━━ Material provided ━━

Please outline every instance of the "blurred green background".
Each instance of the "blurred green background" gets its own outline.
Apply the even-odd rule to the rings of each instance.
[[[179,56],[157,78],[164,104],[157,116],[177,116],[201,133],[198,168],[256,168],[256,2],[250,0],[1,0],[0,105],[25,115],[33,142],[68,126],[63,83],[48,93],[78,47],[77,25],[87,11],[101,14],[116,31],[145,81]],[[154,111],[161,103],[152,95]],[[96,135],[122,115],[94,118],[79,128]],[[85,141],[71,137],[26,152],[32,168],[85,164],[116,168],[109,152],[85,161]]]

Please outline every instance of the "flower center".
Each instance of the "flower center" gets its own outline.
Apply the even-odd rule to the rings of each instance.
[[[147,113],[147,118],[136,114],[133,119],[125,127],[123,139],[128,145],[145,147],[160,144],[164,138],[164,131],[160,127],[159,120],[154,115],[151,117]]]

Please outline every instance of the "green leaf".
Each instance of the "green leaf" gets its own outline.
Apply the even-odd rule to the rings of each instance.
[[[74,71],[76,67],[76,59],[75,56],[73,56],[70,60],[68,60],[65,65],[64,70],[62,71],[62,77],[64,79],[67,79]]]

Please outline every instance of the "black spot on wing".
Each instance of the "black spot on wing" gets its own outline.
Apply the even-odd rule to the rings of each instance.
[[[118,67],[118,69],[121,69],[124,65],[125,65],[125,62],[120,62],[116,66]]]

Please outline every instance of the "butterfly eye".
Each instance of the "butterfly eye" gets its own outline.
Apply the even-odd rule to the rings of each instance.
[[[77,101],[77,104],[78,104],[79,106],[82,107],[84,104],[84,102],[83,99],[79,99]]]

━━━

→ **Job**:
Recopy the entries above exactly, with every line included.

→ **Result of the exercise**:
Please outline every instance of the "blurred green background".
Each instance of the "blurred green background" gets its own outline.
Apply the even-odd rule to the rings of each instance.
[[[179,56],[157,78],[164,104],[157,116],[177,116],[201,133],[198,168],[256,168],[256,2],[250,0],[1,0],[0,105],[25,115],[33,142],[68,126],[63,83],[48,93],[78,47],[77,25],[87,11],[101,14],[116,31],[145,81]],[[154,111],[161,103],[152,95]],[[96,135],[122,115],[94,118],[79,128]],[[85,141],[71,137],[26,152],[32,168],[85,164],[116,168],[109,152],[85,161]]]

Please outline every instance of the "flower center".
Each instance of the "flower center" gets its own outline.
Apply the even-odd rule to the rings of each instance.
[[[147,113],[147,118],[136,114],[133,119],[125,127],[123,139],[128,145],[145,147],[160,144],[164,138],[164,131],[160,127],[159,120],[154,115],[151,117]]]

Please outline every instance of the "green leaf".
Each instance of the "green leaf" gets its own outline.
Apply the even-odd rule to the rings of each instance.
[[[74,71],[76,67],[76,59],[75,56],[73,56],[70,60],[68,60],[65,65],[64,70],[62,71],[62,77],[64,79],[67,79]]]

Please outline every instance of the "black spot on wing".
Each instance of the "black spot on wing" gets its own outline.
Apply the even-odd rule to the rings of each instance.
[[[118,67],[118,69],[121,69],[124,65],[125,65],[125,62],[120,62],[116,66]]]

Please outline every instance of the "butterfly eye".
Each instance of the "butterfly eye" gets its own outline.
Apply the even-odd rule to the rings of each instance.
[[[77,101],[77,104],[78,104],[79,106],[82,107],[84,104],[84,102],[83,99],[79,99]]]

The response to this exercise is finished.